==== DATA RECORDS ====

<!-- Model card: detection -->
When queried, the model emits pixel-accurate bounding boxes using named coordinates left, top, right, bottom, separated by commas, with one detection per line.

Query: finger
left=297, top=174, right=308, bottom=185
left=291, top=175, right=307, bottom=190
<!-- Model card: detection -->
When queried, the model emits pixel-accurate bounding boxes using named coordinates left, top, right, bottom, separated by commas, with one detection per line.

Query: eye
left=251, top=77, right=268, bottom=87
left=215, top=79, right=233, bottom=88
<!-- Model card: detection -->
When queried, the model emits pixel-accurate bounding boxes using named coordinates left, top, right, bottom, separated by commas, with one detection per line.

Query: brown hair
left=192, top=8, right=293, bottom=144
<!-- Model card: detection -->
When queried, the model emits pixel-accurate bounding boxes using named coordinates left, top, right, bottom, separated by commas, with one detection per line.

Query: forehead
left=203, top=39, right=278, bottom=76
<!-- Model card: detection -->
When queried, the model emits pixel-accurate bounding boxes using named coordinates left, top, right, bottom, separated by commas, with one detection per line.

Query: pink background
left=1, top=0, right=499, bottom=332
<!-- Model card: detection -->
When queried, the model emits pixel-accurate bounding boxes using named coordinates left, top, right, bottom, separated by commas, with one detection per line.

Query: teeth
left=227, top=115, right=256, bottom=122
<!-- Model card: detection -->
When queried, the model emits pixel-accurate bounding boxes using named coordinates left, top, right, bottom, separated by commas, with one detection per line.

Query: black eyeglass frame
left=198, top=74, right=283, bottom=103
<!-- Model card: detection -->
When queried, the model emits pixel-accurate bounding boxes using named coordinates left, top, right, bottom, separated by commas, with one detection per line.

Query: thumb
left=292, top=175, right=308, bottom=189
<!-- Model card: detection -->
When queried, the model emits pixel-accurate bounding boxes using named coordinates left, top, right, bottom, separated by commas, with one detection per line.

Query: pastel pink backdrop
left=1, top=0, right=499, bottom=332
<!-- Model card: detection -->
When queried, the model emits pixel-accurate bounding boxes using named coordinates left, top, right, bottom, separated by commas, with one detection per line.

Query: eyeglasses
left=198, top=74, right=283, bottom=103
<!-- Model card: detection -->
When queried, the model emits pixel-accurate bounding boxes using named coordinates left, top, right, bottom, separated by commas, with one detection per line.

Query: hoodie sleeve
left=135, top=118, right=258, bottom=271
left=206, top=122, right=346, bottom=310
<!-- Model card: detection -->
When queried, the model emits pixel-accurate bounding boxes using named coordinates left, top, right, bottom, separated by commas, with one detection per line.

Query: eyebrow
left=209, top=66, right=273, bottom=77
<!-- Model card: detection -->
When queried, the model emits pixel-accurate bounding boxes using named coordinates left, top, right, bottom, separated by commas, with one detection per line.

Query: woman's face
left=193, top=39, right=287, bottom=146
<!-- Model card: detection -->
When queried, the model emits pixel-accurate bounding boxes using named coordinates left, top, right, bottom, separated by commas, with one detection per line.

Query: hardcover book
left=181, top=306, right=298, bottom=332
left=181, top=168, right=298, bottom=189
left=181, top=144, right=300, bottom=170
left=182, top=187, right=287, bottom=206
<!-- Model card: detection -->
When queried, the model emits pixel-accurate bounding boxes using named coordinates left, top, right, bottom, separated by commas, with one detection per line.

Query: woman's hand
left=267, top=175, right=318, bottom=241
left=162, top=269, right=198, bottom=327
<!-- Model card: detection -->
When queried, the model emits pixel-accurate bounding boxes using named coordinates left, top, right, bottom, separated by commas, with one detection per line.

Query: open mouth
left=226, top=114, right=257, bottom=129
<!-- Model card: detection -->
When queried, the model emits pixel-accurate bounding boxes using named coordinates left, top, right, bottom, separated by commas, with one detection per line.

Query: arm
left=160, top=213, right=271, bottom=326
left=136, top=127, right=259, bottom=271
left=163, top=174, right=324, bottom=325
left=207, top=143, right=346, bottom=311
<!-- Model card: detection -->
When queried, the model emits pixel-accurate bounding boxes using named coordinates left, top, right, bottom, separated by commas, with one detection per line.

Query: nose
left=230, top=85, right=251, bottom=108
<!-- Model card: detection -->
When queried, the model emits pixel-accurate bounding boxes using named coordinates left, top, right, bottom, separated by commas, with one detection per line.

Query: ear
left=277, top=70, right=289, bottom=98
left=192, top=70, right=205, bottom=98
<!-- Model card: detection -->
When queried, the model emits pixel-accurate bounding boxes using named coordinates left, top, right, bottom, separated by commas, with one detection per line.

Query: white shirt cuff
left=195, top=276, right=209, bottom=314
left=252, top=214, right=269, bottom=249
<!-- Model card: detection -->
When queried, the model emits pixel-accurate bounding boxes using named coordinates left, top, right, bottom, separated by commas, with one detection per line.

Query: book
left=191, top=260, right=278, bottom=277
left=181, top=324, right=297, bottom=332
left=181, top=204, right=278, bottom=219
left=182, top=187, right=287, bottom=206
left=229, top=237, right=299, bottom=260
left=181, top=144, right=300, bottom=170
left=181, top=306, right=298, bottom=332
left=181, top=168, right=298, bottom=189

====

* **ABOUT THIS EXERCISE**
Transcribe each record shown above, exactly.

* **RESPONSE BELOW**
<!-- Model card: detection -->
When queried, the model emits pixel-accurate bounding boxes using named coordinates left, top, right, bottom, separated by commas, with one detection per line.

Query: finger
left=297, top=174, right=308, bottom=185
left=291, top=175, right=307, bottom=190
<!-- Model card: detection -->
When queried, the model emits pixel-accurate bounding boxes using named coordinates left, top, right, bottom, separated by commas, with one detection per line.

Query: eye
left=251, top=77, right=268, bottom=87
left=215, top=79, right=233, bottom=88
<!-- Model card: detection -->
When queried, the model emits pixel-accurate bounding boxes using named coordinates left, top, right, bottom, separated by commas, with one detection per line.

Query: brown hair
left=192, top=8, right=293, bottom=144
<!-- Model card: detection -->
When queried, the model emits pixel-accurate bounding boxes using named coordinates left, top, right, bottom, separated by commas, with one detection per line.

Query: forehead
left=203, top=39, right=278, bottom=76
<!-- Model card: detection -->
When queried, the model emits pixel-accurate bounding boxes using named coordinates left, top, right, bottom, separated by commas, with one detection per line.

Query: pink background
left=1, top=0, right=499, bottom=332
<!-- Model card: detection -->
When queried, the model emits pixel-accurate bounding boxes using named coordinates left, top, right, bottom, separated by commas, with one detection per line.

Query: teeth
left=227, top=115, right=256, bottom=122
<!-- Model card: detection -->
When queried, the model emits pixel-accurate bounding boxes using named coordinates left, top, right, bottom, separated by commas, with one detection per line.

Query: black eyeglass frame
left=198, top=74, right=283, bottom=103
<!-- Model card: detection -->
When queried, the model emits pixel-accurate bounding boxes using named coordinates left, top, right, bottom, separated by commas, with one detection per line.

Query: thumb
left=292, top=175, right=308, bottom=189
<!-- Model card: detection -->
When queried, the model emits pixel-accurate bounding boxes using named coordinates left, top, right, bottom, separated by commas, with one detection per line.

Query: pastel pink backdrop
left=1, top=0, right=499, bottom=332
<!-- Model card: detection -->
When queried, the model emits pixel-accurate bounding boxes using named coordinates left, top, right, bottom, separated by commas, with one detection per line.

Query: eyeglasses
left=198, top=74, right=283, bottom=103
<!-- Model card: detection -->
When queried, the model emits pixel-accurate bounding boxes using named coordinates left, top, right, bottom, separated by commas, with one detection per line.

Query: hoodie sleeve
left=135, top=118, right=258, bottom=271
left=206, top=122, right=346, bottom=310
<!-- Model card: detection -->
When queried, the model emits pixel-accurate bounding boxes using named coordinates left, top, right, bottom, separated by commas, with one detection per line.

Query: eyebrow
left=209, top=66, right=273, bottom=77
<!-- Model card: detection -->
When queried, the model emits pixel-accurate bounding boxes using named coordinates left, top, right, bottom, separated by commas, with one detection per line.

Query: woman's face
left=193, top=39, right=287, bottom=146
<!-- Model card: detection -->
When queried, the model emits pixel-accurate bounding boxes using named coordinates left, top, right, bottom, separated by commas, with one detection per line.

Query: hardcover book
left=181, top=306, right=298, bottom=332
left=181, top=168, right=298, bottom=189
left=181, top=144, right=300, bottom=170
left=182, top=187, right=287, bottom=206
<!-- Model card: detection -->
When queried, the model emits pixel-accurate bounding boxes using named coordinates left, top, right, bottom, separated by commas, with one detection per line.

Query: woman's hand
left=267, top=175, right=318, bottom=241
left=162, top=269, right=198, bottom=327
<!-- Model card: detection -->
When queried, the model emits pixel-accurate bounding boxes using named coordinates left, top, right, bottom, separated by commas, with one detection per line.

Query: open mouth
left=226, top=114, right=257, bottom=129
<!-- Model card: detection -->
When queried, the model emits pixel-accurate bounding boxes using named coordinates left, top, right, bottom, separated by commas, with one detection per line.

Query: arm
left=160, top=213, right=271, bottom=326
left=136, top=127, right=259, bottom=271
left=163, top=174, right=324, bottom=325
left=207, top=143, right=346, bottom=311
<!-- Model card: detection -->
When queried, the model emits pixel-accurate bounding boxes using named coordinates left, top, right, bottom, separated by commas, with one detection per line.

Query: nose
left=230, top=85, right=251, bottom=108
<!-- Model card: detection -->
When queried, the model emits pixel-accurate bounding boxes using named coordinates left, top, right, bottom, separated by commas, with one detection per line.

Query: ear
left=277, top=70, right=289, bottom=98
left=192, top=70, right=205, bottom=98
<!-- Model card: detection -->
When queried, the model emits pixel-accurate bounding boxes using named coordinates left, top, right, bottom, separated by commas, with one detection per line.

Query: white shirt cuff
left=195, top=276, right=209, bottom=314
left=252, top=214, right=269, bottom=249
<!-- Model card: detection -->
When queried, the model emits pixel-accurate bounding boxes using named coordinates left, top, right, bottom, separated by commas, with one detection per line.

Query: book
left=191, top=260, right=278, bottom=277
left=181, top=324, right=297, bottom=332
left=181, top=204, right=278, bottom=219
left=182, top=187, right=287, bottom=206
left=229, top=237, right=299, bottom=260
left=181, top=144, right=300, bottom=170
left=181, top=306, right=298, bottom=332
left=181, top=168, right=298, bottom=189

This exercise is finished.